[start RECORDS SUPPLIED]

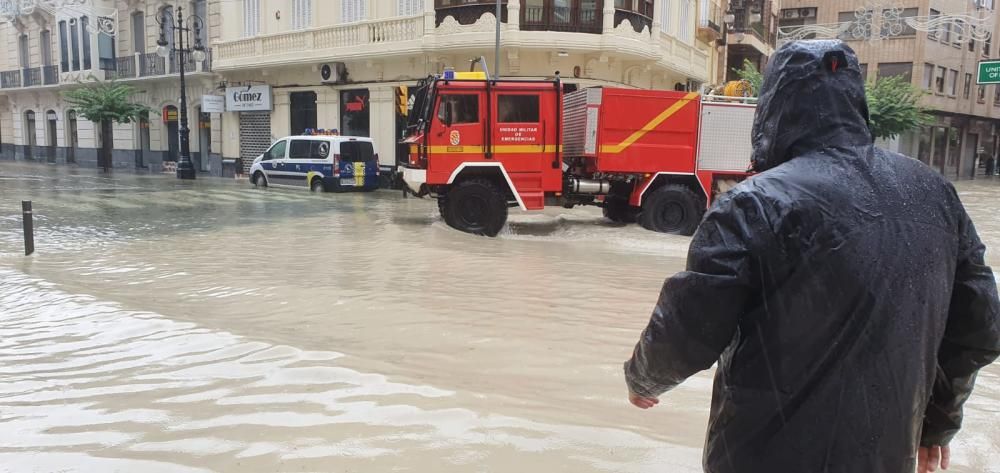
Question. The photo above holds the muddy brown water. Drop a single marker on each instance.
(207, 326)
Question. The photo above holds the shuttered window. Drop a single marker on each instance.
(301, 14)
(251, 17)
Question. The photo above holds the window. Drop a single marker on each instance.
(277, 151)
(138, 32)
(517, 109)
(891, 69)
(685, 31)
(933, 34)
(907, 29)
(409, 7)
(464, 108)
(106, 51)
(353, 11)
(320, 149)
(251, 17)
(356, 151)
(301, 14)
(45, 44)
(63, 47)
(303, 111)
(85, 33)
(855, 30)
(299, 149)
(665, 25)
(22, 46)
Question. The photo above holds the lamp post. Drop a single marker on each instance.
(185, 168)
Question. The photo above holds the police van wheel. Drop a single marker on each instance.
(317, 185)
(672, 209)
(476, 206)
(259, 180)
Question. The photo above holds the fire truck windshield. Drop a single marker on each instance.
(420, 107)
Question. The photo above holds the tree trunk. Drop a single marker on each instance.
(107, 140)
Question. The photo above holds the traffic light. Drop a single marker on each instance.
(402, 100)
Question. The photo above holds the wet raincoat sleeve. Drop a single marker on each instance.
(971, 338)
(698, 310)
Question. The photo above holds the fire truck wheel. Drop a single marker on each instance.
(476, 206)
(259, 180)
(317, 185)
(673, 209)
(618, 210)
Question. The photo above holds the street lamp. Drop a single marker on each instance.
(185, 168)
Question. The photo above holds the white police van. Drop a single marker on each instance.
(318, 160)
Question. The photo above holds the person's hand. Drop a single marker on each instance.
(929, 458)
(642, 402)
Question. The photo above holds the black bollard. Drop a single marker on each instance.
(29, 227)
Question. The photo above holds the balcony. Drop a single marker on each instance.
(32, 76)
(569, 17)
(466, 12)
(360, 40)
(638, 21)
(134, 66)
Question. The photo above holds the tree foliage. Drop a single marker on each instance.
(893, 102)
(894, 107)
(106, 102)
(750, 74)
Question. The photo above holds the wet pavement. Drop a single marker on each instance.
(209, 326)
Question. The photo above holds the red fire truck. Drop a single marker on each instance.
(482, 145)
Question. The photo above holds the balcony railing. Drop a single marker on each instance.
(50, 75)
(467, 12)
(307, 41)
(32, 76)
(10, 79)
(549, 17)
(637, 20)
(127, 67)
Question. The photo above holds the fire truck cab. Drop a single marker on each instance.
(481, 146)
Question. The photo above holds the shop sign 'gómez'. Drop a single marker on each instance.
(248, 99)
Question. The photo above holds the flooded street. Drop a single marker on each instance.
(178, 326)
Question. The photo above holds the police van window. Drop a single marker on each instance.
(355, 151)
(464, 108)
(277, 151)
(517, 109)
(299, 149)
(319, 150)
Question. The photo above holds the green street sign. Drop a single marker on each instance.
(989, 72)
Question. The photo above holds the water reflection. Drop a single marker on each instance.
(168, 325)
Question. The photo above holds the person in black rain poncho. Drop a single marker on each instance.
(842, 290)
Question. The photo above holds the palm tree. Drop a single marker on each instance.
(106, 103)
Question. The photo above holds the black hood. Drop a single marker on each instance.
(813, 97)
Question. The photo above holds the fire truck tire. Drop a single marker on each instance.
(618, 210)
(672, 209)
(259, 180)
(476, 206)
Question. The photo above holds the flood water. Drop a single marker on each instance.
(207, 326)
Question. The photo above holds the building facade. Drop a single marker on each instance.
(943, 62)
(282, 66)
(50, 50)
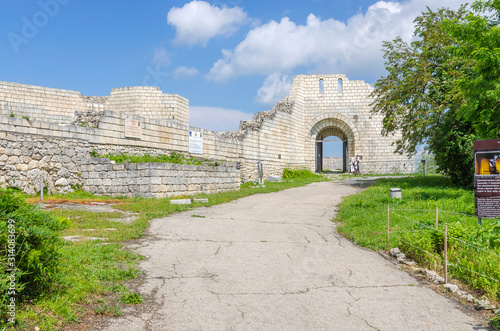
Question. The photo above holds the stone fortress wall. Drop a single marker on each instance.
(284, 137)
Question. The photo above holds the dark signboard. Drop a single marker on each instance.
(487, 177)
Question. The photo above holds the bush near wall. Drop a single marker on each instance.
(298, 173)
(31, 234)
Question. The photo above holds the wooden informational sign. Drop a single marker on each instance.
(487, 177)
(195, 142)
(133, 129)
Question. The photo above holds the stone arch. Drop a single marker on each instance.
(331, 124)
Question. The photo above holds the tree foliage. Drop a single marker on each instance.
(442, 89)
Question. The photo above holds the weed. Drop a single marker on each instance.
(131, 298)
(119, 288)
(116, 310)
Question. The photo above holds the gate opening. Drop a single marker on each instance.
(331, 155)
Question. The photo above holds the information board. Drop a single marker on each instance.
(195, 142)
(133, 129)
(487, 177)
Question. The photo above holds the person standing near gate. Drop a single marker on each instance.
(356, 166)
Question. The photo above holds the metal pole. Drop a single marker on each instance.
(445, 254)
(388, 211)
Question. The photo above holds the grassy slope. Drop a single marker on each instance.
(362, 218)
(90, 272)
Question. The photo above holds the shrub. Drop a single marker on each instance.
(33, 250)
(299, 173)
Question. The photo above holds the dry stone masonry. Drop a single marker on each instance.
(53, 133)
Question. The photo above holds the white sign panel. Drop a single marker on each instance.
(195, 142)
(133, 129)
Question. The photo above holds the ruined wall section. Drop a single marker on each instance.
(352, 101)
(147, 101)
(40, 103)
(272, 138)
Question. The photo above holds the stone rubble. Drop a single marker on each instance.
(482, 304)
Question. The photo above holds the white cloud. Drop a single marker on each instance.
(185, 72)
(326, 46)
(216, 118)
(197, 22)
(275, 88)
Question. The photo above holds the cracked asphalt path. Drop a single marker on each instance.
(275, 262)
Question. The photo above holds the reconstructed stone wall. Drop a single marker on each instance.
(149, 102)
(284, 137)
(62, 155)
(156, 180)
(59, 106)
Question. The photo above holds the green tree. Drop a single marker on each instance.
(442, 89)
(478, 39)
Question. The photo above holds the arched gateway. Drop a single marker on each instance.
(333, 125)
(318, 108)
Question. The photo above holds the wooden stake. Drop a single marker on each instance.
(445, 254)
(388, 227)
(437, 217)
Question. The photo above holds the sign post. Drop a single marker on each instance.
(195, 142)
(487, 178)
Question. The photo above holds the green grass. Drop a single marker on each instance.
(363, 217)
(92, 275)
(173, 157)
(131, 298)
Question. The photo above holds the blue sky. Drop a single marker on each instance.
(231, 59)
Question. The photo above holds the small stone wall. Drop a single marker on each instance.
(156, 180)
(65, 164)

[end RECORDS SUPPLIED]

### [EXERCISE PROMPT]
Which lines run from the one containing "Question. The photo above holds the wooden stake." to the end of the entries above? Quote exactly those, and only those.

### [ANSWER TO THIS TASK]
Question. The photo above holds the wooden stake. Drop a single marker on each instance.
(445, 254)
(388, 227)
(437, 217)
Question. The photo above holds the sign post. Drop a single marker on each instance.
(195, 142)
(487, 178)
Question. The photo above holds the green grass. Drop a single marker on each instance.
(363, 217)
(92, 275)
(173, 157)
(131, 298)
Question. The photo above holds the blue sky. Drop a single marker on each instance.
(231, 59)
Question. The photo above holds the small stone wall. Drop a single marker on each instance.
(156, 180)
(65, 164)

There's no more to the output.